**Input:**
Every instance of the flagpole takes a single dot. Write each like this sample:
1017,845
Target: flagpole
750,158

* * *

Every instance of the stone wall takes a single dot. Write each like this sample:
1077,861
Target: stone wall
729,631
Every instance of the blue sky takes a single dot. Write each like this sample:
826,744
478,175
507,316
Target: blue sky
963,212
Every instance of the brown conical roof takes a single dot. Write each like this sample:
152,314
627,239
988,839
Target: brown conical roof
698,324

**Work to complete:**
Copy out every line of the listing that contains the string "each".

**Answer to this problem:**
Every instance of the flagpole takes a single dot. Write each like this sample:
Every instance of the stone wall takes a single dot. Write each like this sample:
Every instance of the blue sky takes a single dot. Write each like this sample:
Every instance of the brown conical roof takes a single dot. Write each like this sample:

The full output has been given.